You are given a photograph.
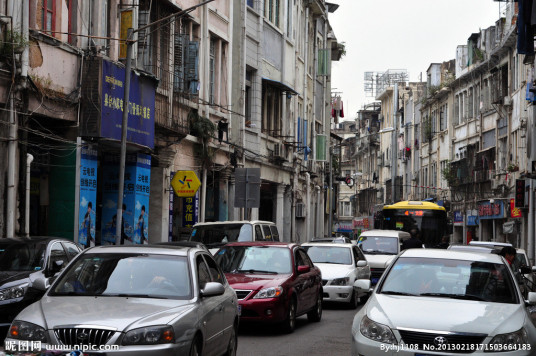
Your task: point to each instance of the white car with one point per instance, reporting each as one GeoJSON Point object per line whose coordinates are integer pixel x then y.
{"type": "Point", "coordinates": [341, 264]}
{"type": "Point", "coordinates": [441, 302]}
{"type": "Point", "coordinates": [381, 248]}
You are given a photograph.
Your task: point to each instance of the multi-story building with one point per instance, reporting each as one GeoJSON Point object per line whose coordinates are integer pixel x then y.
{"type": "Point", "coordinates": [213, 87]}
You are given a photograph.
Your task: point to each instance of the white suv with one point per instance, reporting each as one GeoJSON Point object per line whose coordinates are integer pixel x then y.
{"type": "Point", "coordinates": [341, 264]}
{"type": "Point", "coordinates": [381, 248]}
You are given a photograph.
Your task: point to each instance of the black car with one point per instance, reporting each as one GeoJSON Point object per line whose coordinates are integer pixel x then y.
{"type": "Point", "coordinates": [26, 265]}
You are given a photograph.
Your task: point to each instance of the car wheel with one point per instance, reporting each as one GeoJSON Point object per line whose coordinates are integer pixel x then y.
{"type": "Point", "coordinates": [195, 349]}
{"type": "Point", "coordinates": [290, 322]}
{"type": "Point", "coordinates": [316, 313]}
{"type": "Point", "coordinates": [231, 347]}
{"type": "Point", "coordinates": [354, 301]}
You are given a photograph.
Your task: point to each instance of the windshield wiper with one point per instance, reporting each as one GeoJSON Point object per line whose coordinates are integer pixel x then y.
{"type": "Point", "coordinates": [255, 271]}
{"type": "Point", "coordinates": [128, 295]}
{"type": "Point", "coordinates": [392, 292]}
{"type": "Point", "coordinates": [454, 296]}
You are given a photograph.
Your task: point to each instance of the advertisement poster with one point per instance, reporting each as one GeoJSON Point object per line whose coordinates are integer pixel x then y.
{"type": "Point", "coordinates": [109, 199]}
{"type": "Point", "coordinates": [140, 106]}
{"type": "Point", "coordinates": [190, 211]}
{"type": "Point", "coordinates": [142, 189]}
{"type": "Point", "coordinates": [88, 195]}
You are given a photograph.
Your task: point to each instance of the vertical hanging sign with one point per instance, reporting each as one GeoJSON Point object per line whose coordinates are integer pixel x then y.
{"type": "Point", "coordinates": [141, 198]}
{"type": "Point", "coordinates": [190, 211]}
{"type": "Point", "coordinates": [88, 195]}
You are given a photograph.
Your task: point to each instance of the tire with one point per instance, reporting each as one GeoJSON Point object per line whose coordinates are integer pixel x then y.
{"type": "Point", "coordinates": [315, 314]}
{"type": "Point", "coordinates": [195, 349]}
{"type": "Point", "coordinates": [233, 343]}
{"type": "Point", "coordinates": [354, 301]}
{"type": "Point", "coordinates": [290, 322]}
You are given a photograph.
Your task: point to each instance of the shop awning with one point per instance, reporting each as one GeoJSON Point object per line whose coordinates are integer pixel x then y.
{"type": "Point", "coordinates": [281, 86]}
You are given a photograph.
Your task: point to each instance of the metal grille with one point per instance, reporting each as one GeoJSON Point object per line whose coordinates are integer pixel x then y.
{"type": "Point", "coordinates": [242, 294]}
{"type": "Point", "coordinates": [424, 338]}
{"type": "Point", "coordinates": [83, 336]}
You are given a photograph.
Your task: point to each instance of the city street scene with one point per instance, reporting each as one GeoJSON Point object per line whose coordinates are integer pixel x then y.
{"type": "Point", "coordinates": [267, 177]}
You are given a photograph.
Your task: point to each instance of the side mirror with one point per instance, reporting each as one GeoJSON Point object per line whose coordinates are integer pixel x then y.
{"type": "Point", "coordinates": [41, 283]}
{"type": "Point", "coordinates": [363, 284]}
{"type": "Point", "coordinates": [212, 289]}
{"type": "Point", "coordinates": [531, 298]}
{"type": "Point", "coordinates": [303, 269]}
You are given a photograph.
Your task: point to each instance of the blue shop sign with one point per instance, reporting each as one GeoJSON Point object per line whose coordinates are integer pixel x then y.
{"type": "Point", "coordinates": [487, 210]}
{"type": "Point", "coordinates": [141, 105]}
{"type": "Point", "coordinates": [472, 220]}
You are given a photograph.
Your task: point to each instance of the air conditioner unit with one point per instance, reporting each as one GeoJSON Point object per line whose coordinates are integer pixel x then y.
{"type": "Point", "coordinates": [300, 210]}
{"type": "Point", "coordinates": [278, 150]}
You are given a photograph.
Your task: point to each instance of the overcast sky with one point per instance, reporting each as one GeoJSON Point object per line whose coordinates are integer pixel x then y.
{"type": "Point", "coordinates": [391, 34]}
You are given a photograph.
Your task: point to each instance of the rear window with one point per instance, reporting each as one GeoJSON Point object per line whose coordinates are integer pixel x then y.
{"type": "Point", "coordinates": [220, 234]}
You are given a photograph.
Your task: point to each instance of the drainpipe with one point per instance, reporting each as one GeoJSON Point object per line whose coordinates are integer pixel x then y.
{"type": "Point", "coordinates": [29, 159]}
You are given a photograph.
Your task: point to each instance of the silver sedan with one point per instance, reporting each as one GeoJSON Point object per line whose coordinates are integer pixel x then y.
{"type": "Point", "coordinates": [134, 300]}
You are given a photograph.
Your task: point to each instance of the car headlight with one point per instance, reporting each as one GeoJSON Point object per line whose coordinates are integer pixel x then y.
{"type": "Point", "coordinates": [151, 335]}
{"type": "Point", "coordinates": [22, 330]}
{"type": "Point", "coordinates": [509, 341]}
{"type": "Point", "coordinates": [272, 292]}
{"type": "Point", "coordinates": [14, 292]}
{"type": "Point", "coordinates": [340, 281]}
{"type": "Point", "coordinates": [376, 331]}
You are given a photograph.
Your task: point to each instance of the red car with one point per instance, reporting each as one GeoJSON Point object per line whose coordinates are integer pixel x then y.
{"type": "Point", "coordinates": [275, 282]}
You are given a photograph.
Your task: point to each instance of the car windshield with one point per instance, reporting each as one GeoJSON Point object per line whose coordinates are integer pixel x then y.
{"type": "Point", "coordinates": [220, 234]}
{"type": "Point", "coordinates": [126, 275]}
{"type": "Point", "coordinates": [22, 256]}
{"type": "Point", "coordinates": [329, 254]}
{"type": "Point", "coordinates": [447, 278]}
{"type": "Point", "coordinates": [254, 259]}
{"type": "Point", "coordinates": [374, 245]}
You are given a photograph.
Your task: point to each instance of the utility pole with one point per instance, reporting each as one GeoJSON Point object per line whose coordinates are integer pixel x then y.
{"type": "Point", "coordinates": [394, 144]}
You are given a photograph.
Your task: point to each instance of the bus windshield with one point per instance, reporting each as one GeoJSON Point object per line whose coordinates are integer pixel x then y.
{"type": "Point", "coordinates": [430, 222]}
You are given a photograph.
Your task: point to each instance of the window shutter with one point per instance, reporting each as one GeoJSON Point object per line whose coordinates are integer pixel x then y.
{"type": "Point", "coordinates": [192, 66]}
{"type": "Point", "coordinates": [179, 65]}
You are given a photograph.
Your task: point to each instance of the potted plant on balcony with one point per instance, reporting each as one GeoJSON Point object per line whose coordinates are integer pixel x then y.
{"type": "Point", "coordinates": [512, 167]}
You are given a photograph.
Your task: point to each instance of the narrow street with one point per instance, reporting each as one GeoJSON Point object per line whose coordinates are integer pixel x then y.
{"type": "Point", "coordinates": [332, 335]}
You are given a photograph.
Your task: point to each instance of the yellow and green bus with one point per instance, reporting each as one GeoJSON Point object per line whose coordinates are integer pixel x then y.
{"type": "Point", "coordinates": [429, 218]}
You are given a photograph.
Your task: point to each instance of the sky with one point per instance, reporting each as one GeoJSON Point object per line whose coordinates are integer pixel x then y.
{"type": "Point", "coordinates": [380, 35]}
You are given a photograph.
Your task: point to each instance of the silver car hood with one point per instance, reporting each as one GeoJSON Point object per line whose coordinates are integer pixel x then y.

————

> [What is needed]:
Please report how many lines in the records above contain the string "silver". Give only the number.

> [Solution to this task]:
2